* [Set problem 1] Switch "constructors" to "initializers" in the weekly update, starting with "Mon Jun 15 13:04:20" and going on through "clades/branches (topology check)", and write out that stretch again.

* [Passage to read]
[start]

[Biopython-dev] GSoC Weekly Update: PhyloXML for Biopython

Mon Jun 15 13:04:20 EDT 2009

Hi all,

Previously (June 8-12) I:

 * Finished writing constructors and XML parsers for Tier 0,1,2 elements
   (everything that appears in the example phyloXML files)
 * Added to_seqrecord and from_seqrecord methods to the PhyloXML.Sequence
class
   -- getting Bio.SeqRecord to stand in for PhyloXML.Sequence entirely will
   require some more thought
 * Wrote a unit test for counting clades/branches (topology check)
 * Changed the no-op unit tests to count the total number of tags (nodes) in
   the given phyloXML file, keeping stdout clean
 * Miscellaneous code cleanup
 * Added a few magic methods to make usage easier: __len__, __iter__,
__str__

This week (June 15-19) I will:

 * Finish unittests for parsing and instantiating core elements
 * Test and check parser performance versus Bioperl and Archaeopterix
loading
   times
 * Document results of parser testing and performance (on wiki or here)

[end]

* [Records supplied]
[start]

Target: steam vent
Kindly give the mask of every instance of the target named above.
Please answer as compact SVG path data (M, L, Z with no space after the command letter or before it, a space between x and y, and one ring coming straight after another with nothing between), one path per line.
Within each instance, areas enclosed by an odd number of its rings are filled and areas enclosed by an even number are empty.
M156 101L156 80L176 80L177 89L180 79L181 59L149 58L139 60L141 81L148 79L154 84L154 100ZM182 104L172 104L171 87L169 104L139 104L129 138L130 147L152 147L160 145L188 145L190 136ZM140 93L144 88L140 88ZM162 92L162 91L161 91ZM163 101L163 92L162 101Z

[end]

* [Set problem 2] Rewrite every line of the entries above as one numbered list, leaving out any blank lines.

* [Response 1]
Mon Jun 15 13:04:20 EDT 2009

Hi all,

Previously (June 8-12) I:

 * Finished writing initializers and XML parsers for Tier 0,1,2 elements
   (everything that appears in the example phyloXML files)
 * Added to_seqrecord and from_seqrecord methods to the PhyloXML.Sequence
class
   -- getting Bio.SeqRecord to stand in for PhyloXML.Sequence entirely will
   require some more thought
 * Wrote a unit test for counting clades/branches (topology check)

* [Response 2]
1. Target: steam vent
2. Kindly give the mask of every instance of the target named above.
3. Please answer as compact SVG path data (M, L, Z with no space after the command letter or before it, a space between x and y, and one ring coming straight after another with nothing between), one path per line.
4. Within each instance, areas enclosed by an odd number of its rings are filled and areas enclosed by an even number are empty.
5. M156 101L156 80L176 80L177 89L180 79L181 59L149 58L139 60L141 81L148 79L154 84L154 100ZM182 104L172 104L171 87L169 104L139 104L129 138L130 147L152 147L160 145L188 145L190 136ZM140 93L144 88L140 88ZM162 92L162 91L161 91ZM163 101L163 92L162 101Z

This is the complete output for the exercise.